**What needs to be done:** Beginning at the line that holds "Reviewer note: check that every instance of the red tomato", restate each line exactly through the final line of the records. Include both of those lines.

**Stored data:**
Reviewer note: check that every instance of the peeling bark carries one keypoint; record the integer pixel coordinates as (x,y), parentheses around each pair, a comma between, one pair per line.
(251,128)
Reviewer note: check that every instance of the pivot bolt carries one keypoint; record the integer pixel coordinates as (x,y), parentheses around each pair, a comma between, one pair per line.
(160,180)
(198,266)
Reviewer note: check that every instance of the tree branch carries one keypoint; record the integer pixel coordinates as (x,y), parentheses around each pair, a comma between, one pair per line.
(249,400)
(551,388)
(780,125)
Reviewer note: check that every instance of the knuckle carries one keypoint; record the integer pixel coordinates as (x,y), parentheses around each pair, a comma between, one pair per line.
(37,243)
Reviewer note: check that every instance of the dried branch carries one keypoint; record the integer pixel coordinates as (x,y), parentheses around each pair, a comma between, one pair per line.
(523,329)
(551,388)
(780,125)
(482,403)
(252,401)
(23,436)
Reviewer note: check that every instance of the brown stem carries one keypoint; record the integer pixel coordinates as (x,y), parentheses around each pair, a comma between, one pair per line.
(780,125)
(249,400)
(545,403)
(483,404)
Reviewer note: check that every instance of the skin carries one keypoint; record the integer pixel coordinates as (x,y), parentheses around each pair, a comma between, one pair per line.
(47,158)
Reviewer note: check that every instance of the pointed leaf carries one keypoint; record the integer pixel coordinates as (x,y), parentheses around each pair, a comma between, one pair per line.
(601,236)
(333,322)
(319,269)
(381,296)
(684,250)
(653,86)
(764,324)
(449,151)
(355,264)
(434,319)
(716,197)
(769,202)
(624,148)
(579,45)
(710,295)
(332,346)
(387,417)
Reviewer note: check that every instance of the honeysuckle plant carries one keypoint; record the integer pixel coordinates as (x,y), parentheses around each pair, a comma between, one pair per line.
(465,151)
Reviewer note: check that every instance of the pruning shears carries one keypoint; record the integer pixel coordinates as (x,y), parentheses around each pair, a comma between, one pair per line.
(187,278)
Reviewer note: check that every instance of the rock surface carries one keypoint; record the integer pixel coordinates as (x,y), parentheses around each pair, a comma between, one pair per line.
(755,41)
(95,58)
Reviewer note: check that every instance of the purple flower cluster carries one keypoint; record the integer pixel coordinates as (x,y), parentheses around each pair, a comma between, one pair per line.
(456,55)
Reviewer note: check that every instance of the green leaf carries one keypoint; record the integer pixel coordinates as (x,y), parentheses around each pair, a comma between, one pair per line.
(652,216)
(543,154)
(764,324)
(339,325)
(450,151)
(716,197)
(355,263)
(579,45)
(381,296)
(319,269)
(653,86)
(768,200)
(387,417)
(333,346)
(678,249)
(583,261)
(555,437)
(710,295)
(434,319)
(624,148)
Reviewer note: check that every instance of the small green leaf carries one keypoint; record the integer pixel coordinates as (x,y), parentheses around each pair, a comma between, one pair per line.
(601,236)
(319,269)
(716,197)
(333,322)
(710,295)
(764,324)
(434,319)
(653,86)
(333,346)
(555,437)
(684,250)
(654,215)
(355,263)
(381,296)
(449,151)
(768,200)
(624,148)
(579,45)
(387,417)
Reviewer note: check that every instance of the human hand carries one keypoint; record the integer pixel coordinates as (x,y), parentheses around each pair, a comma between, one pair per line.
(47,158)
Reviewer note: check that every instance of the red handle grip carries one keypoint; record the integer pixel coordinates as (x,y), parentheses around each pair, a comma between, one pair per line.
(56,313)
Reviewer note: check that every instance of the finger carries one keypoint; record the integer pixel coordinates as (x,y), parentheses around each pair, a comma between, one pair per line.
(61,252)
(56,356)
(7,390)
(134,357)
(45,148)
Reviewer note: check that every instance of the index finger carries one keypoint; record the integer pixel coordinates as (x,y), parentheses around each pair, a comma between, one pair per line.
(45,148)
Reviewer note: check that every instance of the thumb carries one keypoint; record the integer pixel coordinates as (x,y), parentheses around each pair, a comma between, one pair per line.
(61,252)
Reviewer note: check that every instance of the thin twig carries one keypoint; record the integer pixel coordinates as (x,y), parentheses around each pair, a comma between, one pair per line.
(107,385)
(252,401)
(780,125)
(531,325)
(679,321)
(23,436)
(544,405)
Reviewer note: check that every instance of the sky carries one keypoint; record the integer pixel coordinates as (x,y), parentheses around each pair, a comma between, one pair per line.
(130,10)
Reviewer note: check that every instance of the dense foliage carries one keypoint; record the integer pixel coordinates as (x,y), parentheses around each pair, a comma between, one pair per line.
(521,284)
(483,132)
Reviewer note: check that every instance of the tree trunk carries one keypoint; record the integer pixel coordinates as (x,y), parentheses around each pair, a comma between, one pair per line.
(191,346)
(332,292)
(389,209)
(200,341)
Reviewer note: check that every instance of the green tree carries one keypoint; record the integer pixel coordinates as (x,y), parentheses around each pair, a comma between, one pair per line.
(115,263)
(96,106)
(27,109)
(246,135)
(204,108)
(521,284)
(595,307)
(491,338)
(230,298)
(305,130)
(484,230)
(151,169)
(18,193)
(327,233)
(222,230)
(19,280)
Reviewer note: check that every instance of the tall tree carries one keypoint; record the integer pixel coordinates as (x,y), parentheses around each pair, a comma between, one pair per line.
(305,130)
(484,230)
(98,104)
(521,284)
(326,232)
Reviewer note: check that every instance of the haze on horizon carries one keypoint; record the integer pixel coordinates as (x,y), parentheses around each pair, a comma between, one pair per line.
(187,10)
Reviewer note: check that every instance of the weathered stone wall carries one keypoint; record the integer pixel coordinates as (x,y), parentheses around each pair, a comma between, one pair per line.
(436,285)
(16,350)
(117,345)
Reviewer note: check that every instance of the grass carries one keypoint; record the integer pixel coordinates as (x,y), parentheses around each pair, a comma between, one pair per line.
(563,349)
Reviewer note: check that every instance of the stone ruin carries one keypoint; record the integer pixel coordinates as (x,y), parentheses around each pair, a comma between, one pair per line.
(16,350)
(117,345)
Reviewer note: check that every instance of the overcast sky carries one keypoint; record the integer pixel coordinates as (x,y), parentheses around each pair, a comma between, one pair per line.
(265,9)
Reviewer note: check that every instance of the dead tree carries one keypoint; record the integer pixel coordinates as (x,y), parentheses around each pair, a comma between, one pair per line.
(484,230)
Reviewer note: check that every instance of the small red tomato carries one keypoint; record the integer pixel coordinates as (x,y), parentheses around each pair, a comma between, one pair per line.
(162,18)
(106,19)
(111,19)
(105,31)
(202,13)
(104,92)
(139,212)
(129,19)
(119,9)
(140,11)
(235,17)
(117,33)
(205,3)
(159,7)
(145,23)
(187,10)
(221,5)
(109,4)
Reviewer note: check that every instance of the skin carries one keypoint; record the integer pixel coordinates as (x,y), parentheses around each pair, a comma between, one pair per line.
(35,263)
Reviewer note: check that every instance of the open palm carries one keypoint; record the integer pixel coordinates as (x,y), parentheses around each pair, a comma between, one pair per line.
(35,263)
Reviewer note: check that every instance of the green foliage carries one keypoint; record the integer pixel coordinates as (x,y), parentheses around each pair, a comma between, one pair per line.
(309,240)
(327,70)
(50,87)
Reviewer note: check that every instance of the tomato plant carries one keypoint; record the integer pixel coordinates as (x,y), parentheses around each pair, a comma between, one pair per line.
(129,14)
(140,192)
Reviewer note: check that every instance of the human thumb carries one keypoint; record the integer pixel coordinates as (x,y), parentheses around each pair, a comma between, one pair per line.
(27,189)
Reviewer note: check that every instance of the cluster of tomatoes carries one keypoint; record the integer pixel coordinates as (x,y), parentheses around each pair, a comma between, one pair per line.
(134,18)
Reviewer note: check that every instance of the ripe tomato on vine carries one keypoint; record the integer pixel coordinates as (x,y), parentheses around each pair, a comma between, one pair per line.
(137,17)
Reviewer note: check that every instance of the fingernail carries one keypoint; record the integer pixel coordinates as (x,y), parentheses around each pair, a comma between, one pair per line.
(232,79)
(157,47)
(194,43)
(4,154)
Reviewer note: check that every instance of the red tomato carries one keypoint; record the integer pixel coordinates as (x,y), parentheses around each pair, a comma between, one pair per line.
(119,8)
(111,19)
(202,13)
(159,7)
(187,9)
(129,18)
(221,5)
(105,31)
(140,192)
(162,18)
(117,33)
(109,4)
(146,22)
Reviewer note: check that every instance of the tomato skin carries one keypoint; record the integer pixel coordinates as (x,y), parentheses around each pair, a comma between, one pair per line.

**Problem solution:**
Reviewer note: check that every instance of the red tomato carries one keypoint; record the integer pixel coordinates as (x,y), parentheses around each pair, a comma between, one pair per line.
(119,8)
(111,19)
(202,13)
(159,7)
(187,9)
(129,18)
(221,5)
(105,31)
(140,192)
(162,18)
(117,33)
(109,4)
(146,22)
Reviewer note: check that every instance of the tomato skin carries one keypoint; record the integer pixel coordinates as (x,y), parentheses around each pair, a comma between, one pair per line.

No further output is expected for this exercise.